(Point annotation records)
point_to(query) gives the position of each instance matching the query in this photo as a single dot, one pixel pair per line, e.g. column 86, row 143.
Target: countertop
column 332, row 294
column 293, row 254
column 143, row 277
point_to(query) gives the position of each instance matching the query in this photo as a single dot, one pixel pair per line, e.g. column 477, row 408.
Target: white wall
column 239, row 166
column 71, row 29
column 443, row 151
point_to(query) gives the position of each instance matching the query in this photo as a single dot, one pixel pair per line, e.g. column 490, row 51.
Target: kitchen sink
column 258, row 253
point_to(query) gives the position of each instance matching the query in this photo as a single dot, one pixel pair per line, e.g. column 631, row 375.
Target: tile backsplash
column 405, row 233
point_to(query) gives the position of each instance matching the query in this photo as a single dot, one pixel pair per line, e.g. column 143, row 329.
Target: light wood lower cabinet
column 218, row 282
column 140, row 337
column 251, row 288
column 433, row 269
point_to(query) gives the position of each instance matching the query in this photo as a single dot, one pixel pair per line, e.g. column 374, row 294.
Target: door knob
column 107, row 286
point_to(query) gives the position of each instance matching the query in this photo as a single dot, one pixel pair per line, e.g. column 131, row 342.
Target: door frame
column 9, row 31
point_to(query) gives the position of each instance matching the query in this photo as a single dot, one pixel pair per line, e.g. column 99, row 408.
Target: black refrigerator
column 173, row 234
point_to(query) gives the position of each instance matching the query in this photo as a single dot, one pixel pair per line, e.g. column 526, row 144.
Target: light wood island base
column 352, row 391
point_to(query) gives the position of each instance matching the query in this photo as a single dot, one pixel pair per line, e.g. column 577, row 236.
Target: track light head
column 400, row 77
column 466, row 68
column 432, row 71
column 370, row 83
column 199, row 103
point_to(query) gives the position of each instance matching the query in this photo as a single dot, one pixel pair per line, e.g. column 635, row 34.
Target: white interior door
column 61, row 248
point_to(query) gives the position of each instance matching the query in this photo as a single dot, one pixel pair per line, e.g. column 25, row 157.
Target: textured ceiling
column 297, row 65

§ **Stated exercise**: Could you revise the data above, starting with the line containing "631, row 375." and going through the line containing "column 61, row 248" (both included), so that "light wood" becomes "pale oak" and nothing else changes?

§ **Solved problem**:
point_to(query) gives the position of each instance matching the query in this photo as a single dot, one pixel pair per line, e.g. column 631, row 375.
Target: tile backsplash
column 405, row 233
point_to(query) gives the position of each instance matching the query in this photo as a single dot, one pixel pair per line, e.g. column 143, row 329.
Target: pale oak lower cabinet
column 218, row 282
column 140, row 337
column 251, row 288
column 433, row 269
point_to(query) gives the position of each instance matching the query in this photo as a single dot, one pixel pair per line, e.g. column 374, row 294.
Target: door knob
column 107, row 286
point_to(query) gives the position of each instance matching the query in this photo as a single dot, one pixel pair per line, e.g. column 131, row 342.
Target: door frame
column 9, row 31
point_to(query) gives the position of each instance matching the query in this photo as a single dot, one pixel pair per line, e.g. column 99, row 408.
Target: black refrigerator
column 173, row 234
point_to(query) gives the position of each instance matching the query in this photo as a single dot, one pixel pair per line, e.g. column 526, row 144.
Target: pale oak island base
column 352, row 391
point_to(query) gives the position of each instance matching the query in this photo as a single dot, one pixel pair per line, e.g. column 577, row 236.
Target: track light head
column 400, row 77
column 466, row 68
column 432, row 71
column 370, row 83
column 199, row 103
point_to(query) gives the position of each instance matching the query in this photo as a single dot, one pixel pair per line, e.g. column 635, row 34.
Target: white interior door
column 61, row 248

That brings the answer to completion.